-- begin Provided records --

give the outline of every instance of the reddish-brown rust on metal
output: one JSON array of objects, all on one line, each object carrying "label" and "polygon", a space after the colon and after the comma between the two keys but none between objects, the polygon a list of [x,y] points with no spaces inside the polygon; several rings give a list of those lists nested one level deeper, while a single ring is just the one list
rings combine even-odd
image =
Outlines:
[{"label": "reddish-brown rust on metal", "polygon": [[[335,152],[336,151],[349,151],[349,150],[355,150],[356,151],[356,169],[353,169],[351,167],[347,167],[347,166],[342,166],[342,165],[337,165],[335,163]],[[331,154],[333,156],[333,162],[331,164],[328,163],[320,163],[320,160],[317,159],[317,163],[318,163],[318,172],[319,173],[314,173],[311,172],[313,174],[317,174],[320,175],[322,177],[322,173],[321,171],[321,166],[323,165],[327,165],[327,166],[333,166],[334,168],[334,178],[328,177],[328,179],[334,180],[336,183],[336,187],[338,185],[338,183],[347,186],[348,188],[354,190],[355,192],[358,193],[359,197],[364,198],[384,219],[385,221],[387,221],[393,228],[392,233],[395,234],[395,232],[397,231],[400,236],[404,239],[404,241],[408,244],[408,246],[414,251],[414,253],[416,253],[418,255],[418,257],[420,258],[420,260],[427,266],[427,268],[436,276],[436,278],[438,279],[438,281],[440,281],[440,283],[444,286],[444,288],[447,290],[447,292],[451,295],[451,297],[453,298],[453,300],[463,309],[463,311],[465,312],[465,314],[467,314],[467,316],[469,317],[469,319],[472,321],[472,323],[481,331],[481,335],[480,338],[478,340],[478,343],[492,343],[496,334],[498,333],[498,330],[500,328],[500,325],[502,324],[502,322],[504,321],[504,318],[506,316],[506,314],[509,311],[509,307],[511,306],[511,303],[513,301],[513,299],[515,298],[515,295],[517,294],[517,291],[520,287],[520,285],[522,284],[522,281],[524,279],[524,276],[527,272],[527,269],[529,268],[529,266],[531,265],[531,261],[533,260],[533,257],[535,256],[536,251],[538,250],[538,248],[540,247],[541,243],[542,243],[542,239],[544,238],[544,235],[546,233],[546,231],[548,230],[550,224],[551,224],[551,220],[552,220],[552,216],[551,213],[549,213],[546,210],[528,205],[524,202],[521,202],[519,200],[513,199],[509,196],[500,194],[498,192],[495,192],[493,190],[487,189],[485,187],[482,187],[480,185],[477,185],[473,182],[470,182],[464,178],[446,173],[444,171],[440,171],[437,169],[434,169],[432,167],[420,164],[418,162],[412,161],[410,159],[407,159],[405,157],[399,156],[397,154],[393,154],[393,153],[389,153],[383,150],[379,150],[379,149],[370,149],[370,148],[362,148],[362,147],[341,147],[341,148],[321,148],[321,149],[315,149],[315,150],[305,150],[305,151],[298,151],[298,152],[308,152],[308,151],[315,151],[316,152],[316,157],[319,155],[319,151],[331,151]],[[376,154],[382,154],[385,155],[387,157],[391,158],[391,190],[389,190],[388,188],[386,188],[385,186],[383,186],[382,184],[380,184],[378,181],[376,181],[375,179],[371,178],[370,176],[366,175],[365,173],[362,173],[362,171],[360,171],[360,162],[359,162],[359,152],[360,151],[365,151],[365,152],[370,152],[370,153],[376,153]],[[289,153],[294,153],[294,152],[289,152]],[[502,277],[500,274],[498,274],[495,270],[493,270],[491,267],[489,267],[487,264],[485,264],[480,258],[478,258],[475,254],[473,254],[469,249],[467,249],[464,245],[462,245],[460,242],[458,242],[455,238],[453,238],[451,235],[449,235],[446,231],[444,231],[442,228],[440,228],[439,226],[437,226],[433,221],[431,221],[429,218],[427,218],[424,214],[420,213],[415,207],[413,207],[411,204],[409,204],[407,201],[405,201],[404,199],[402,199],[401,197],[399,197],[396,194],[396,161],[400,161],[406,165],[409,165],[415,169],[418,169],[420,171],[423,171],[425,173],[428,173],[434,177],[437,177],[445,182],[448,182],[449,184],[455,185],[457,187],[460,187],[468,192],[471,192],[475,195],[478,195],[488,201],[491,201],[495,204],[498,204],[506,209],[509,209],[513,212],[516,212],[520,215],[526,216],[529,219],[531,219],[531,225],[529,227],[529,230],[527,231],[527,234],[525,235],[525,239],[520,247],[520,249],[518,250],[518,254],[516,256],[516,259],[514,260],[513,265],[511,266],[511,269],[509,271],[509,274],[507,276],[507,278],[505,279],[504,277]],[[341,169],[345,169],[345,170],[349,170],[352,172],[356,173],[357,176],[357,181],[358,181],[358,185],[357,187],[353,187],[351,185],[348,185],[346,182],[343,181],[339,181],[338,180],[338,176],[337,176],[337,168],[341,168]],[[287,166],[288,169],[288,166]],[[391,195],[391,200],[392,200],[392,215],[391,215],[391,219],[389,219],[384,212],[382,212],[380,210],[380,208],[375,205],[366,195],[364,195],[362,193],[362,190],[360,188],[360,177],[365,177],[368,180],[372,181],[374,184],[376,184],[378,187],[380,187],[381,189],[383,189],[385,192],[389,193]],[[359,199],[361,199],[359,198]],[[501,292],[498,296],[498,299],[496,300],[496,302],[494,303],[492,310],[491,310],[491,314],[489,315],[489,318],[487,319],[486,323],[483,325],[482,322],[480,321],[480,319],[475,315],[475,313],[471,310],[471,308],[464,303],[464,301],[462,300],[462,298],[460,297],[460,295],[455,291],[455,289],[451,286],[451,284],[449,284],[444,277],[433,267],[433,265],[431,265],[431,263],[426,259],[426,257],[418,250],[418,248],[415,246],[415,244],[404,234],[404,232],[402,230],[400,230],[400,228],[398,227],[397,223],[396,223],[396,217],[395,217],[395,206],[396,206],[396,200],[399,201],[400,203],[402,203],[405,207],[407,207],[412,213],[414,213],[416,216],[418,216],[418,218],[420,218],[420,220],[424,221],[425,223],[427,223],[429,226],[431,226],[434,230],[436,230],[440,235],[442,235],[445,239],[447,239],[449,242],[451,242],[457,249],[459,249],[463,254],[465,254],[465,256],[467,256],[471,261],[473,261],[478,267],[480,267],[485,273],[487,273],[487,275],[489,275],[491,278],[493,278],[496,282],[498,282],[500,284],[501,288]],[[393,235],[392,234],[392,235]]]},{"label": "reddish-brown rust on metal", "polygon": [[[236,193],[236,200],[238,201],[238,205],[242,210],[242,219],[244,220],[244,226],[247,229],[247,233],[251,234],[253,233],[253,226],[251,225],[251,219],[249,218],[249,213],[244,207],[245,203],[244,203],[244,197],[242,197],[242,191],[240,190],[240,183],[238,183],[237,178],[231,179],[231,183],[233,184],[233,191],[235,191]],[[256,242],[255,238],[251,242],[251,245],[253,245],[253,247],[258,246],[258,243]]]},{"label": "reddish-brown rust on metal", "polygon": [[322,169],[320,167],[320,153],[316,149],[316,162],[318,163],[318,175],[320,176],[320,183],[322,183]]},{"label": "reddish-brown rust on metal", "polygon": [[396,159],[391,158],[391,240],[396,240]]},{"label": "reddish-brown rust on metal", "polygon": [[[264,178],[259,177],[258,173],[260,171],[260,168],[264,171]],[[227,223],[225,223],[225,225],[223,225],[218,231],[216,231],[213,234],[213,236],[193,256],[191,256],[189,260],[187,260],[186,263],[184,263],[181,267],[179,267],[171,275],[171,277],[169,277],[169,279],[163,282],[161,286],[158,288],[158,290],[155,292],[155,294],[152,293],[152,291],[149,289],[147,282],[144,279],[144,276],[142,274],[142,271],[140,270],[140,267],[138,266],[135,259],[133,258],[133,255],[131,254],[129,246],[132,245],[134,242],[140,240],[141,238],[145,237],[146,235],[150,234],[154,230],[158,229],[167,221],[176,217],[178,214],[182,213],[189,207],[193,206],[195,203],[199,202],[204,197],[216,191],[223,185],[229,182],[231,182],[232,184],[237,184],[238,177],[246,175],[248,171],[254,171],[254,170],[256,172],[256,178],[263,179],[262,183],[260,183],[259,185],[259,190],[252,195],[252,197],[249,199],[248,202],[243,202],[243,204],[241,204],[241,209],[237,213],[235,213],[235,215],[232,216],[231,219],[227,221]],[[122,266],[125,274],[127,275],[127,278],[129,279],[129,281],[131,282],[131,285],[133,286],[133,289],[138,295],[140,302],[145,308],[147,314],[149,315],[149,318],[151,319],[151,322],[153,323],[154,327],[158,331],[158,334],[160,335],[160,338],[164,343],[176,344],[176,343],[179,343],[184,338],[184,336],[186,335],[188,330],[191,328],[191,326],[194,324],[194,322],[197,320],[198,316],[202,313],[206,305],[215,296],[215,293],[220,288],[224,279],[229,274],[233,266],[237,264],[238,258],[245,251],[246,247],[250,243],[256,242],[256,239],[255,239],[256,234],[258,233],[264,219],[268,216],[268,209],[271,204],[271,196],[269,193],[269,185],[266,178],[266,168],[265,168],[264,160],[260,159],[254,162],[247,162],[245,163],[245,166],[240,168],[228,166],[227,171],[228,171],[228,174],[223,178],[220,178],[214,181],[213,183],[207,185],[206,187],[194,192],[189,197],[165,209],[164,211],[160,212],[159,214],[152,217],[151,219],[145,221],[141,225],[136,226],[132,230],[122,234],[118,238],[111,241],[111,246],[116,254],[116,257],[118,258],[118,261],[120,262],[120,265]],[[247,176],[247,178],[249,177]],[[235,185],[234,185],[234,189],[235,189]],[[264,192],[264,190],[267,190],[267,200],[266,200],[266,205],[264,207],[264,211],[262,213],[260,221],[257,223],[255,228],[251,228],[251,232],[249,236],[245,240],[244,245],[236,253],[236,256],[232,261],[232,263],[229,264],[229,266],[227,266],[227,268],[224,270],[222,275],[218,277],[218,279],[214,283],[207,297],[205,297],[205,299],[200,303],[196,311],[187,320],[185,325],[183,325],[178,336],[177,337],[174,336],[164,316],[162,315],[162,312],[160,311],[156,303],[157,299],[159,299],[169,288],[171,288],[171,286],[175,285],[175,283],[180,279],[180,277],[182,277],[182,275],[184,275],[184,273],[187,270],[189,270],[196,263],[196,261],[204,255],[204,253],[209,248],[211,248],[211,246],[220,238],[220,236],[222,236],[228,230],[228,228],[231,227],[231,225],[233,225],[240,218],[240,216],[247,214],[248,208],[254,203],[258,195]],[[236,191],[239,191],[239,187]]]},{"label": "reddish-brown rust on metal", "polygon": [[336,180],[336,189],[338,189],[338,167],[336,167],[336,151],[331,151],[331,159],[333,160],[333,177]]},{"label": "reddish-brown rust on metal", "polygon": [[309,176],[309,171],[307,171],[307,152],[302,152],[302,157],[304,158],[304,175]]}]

-- end Provided records --

What you should do:
Count how many lines of the data above contain the string "rings", and give only that number.

Task result:
2